Shimwaayi moved to the UK in 2005 and it seemed natural, given the UK’s historical links to Zambia, to set up ZOA-UK with other people who had lived in Zambia.

Zambia’s children and education

Zambia is a land-locked country in Southern Africa. One of the poorest countries in the world, 54% of its population are living below the poverty line. It is also one of the most AIDS-affected, and most of the 21,000 Zambians who have AIDS-related deaths each year are parents and breadwinners. Subsequently around half its 17 million population are under 18, and an overwhelming 1.2 million are single or double orphans.

Many orphaned Zambian children live with impoverished grandparents or siblings, for whom the cost of uniforms, stationery and school fees are prohibitive so have to drop out of school after parents die. There is also a desperate lack of state school places in Zambia and class sizes can exceed 100 children in schools. 

Children without access to a quality education, are trapped in a terrible cycle of poverty and orphaned or other vulnerable children are highly vulnerable to child labour, abuse and forced early marriage.

Uneducated, orphaned girls are three times more likely to contract HIV/AIDS than those in school and under parental supervision. As well as orphans we also support vulnerable children and youths, whose parents may be alive, but are not in a position to provide adequate emotional and  financial support. Many vulnerable children in Zambia are not in school and are living in great hardship.

[Location annotation dataset excerpts]

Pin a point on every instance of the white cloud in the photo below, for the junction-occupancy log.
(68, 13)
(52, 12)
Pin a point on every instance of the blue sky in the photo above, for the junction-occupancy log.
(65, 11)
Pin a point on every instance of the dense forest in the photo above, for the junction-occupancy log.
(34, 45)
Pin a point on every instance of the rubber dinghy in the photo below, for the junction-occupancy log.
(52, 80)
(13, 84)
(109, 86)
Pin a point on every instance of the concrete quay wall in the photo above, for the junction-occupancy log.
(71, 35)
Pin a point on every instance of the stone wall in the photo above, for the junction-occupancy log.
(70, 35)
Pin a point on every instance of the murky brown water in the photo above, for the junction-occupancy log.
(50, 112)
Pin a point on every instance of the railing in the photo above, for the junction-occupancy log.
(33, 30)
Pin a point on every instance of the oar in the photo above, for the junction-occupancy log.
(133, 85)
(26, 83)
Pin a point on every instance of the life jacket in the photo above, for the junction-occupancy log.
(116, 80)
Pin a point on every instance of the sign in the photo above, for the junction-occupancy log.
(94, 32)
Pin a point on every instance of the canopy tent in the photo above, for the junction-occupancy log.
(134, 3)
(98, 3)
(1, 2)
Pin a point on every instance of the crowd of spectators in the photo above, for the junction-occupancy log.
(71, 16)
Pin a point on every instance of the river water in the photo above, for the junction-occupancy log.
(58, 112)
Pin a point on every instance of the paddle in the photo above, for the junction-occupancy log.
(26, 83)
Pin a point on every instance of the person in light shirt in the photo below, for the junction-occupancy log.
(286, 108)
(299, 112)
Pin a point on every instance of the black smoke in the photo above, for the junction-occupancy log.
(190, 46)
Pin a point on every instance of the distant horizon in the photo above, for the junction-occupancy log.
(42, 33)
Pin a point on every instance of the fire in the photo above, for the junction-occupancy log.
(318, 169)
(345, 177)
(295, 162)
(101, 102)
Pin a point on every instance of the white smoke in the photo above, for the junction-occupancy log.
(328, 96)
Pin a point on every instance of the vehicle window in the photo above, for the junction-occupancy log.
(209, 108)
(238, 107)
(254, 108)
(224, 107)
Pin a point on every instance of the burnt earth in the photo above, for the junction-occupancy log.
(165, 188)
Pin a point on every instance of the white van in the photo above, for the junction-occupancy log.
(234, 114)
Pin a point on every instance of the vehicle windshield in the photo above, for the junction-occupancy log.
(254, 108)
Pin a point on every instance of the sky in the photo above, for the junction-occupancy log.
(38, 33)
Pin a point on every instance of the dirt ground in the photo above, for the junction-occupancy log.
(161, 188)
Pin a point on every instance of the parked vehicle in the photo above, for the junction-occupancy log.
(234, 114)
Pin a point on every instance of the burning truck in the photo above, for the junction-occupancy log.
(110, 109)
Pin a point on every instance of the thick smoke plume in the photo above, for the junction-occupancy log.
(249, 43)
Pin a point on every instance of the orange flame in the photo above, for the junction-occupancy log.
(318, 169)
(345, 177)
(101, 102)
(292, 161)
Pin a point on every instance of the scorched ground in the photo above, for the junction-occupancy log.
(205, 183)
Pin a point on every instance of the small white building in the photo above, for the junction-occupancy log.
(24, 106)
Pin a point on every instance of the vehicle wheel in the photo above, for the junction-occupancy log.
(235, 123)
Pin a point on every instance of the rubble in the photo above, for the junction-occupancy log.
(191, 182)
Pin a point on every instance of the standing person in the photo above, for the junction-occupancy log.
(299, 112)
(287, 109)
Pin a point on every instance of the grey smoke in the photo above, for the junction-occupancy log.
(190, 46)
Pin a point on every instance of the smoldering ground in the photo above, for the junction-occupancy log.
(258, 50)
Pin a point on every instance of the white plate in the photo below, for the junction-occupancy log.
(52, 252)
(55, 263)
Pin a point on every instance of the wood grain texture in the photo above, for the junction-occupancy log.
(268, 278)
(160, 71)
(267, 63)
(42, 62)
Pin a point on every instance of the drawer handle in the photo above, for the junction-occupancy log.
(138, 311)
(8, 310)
* * *
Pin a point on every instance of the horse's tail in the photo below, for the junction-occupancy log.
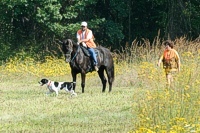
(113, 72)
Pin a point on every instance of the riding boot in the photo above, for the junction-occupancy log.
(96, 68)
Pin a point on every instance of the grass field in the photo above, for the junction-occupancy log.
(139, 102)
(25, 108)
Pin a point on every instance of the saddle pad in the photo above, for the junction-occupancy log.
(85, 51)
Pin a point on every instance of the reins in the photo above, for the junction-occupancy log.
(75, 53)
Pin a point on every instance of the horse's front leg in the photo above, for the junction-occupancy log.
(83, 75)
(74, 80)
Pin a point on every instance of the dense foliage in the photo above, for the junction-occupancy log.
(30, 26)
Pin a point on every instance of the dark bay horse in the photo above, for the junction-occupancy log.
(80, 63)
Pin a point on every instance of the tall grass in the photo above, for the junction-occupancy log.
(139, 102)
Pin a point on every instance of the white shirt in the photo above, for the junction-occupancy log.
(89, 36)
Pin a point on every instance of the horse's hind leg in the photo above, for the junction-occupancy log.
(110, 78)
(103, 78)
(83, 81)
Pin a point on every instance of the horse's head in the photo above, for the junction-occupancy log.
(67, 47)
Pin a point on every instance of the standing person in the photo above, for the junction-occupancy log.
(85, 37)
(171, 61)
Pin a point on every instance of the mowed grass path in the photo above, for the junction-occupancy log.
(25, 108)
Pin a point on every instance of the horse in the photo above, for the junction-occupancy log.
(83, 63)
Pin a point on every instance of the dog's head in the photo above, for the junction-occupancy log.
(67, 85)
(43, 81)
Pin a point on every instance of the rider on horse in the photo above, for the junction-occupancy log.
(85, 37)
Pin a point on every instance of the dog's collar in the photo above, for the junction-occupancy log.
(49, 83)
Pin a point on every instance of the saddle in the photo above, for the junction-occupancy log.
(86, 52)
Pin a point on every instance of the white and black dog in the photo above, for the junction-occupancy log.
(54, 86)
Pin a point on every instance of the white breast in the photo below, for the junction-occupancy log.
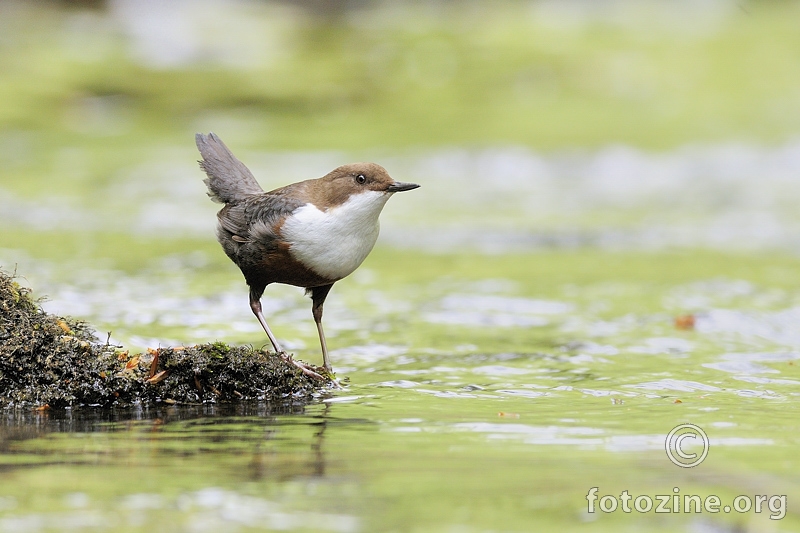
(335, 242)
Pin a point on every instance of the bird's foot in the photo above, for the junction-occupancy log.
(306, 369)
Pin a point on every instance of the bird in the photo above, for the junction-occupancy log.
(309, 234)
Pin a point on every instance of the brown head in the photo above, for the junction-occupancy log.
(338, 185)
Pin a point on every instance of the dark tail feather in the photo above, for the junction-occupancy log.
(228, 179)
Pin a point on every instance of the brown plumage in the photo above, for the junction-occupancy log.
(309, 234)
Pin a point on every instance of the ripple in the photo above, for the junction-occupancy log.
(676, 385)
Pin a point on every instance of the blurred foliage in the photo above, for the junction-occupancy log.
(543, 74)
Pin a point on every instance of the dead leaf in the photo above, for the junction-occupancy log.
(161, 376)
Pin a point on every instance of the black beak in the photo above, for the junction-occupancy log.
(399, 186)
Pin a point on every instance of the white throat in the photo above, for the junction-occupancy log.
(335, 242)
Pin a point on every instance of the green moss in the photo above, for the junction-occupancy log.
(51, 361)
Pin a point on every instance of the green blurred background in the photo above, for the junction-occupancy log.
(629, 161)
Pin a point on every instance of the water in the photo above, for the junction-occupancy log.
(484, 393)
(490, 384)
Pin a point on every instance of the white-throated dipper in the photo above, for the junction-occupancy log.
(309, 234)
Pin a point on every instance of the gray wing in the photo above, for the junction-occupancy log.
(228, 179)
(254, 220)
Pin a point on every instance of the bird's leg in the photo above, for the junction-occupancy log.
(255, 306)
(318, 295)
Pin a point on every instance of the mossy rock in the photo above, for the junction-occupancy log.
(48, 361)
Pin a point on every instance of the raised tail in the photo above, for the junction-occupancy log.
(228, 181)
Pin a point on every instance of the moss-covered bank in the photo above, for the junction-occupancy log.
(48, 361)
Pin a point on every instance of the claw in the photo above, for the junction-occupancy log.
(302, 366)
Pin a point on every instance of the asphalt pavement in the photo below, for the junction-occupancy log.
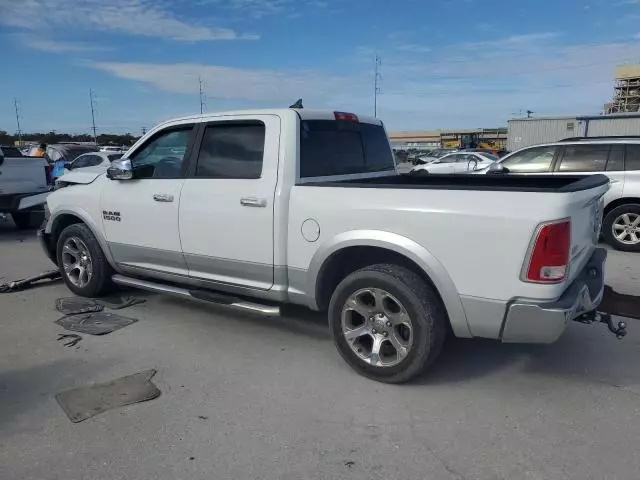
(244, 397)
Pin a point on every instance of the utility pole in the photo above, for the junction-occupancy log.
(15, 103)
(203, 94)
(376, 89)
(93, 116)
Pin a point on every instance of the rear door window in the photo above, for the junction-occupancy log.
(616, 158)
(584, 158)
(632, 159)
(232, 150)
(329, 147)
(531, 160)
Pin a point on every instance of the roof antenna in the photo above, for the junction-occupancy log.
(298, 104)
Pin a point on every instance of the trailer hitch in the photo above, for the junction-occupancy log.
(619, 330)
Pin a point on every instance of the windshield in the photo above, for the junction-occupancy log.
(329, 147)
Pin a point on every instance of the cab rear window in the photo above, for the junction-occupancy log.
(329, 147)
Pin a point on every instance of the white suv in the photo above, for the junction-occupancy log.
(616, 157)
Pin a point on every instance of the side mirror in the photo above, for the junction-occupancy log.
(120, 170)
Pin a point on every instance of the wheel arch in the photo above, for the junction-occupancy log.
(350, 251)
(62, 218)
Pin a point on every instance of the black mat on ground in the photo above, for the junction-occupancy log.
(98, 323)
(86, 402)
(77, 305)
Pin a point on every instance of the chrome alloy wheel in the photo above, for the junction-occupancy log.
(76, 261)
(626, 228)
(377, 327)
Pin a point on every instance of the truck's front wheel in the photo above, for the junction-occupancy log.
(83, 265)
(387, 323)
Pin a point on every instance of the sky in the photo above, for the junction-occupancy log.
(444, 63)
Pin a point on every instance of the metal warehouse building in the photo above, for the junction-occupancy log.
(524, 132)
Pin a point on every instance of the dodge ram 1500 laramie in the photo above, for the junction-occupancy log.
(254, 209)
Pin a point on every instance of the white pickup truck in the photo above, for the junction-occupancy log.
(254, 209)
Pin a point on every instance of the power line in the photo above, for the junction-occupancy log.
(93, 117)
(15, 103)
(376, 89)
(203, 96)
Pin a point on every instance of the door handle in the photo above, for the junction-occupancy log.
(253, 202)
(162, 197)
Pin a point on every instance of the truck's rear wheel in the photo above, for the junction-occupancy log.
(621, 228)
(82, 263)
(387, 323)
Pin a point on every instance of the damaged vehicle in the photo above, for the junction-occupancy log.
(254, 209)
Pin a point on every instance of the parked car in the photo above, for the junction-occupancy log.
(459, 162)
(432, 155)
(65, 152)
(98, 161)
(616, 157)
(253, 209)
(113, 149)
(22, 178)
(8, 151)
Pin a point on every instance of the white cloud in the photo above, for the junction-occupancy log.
* * *
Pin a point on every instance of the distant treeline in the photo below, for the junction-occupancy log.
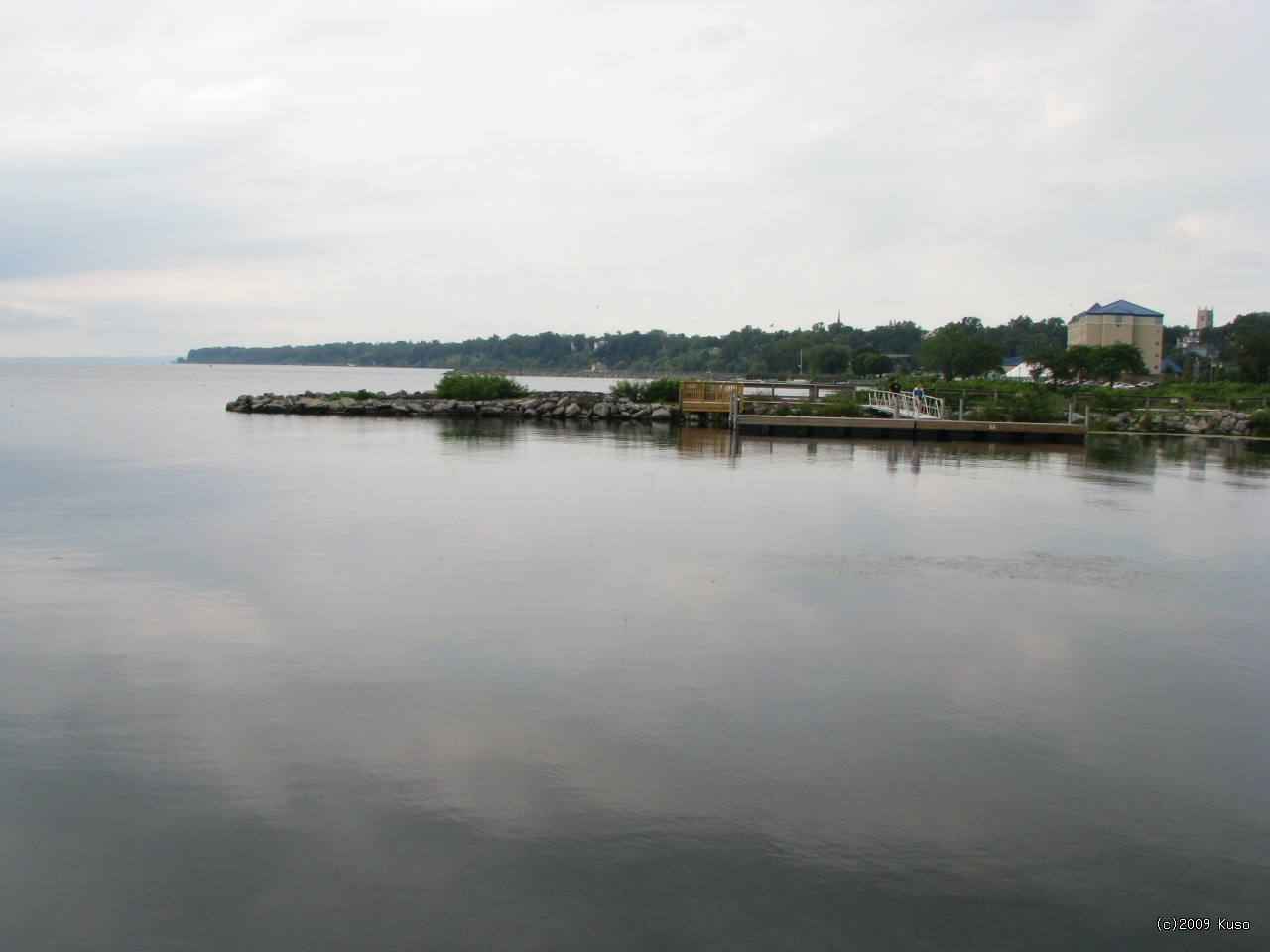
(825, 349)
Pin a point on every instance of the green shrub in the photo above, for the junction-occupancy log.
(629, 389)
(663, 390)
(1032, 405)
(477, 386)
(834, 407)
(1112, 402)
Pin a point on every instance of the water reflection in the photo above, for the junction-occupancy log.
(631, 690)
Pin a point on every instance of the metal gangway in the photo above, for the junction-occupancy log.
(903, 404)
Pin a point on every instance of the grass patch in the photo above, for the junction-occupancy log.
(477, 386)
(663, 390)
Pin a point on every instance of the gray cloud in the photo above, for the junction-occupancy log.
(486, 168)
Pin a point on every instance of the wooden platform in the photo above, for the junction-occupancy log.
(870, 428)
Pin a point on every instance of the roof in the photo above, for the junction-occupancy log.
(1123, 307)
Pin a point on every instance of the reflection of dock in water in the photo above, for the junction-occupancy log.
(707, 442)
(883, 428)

EXERCISE INSTRUCTIONS
1 – According to the text on Zambia's children and education, what percentage of Zambia's population lives below the poverty line?
2 – Duplicate word for word the passage of the text on Zambia's children and education starting at "Uneducated, orphaned girls" and ending at "in great hardship.".

ANSWERS TO THE TASKS
1 – 54%

2 –
Uneducated, orphaned girls are three times more likely to contract HIV/AIDS than those in school and under parental supervision. As well as orphans we also support vulnerable children and youths, whose parents may be alive, but are not in a position to provide adequate emotional and  financial support. Many vulnerable children in Zambia are not in school and are living in great hardship.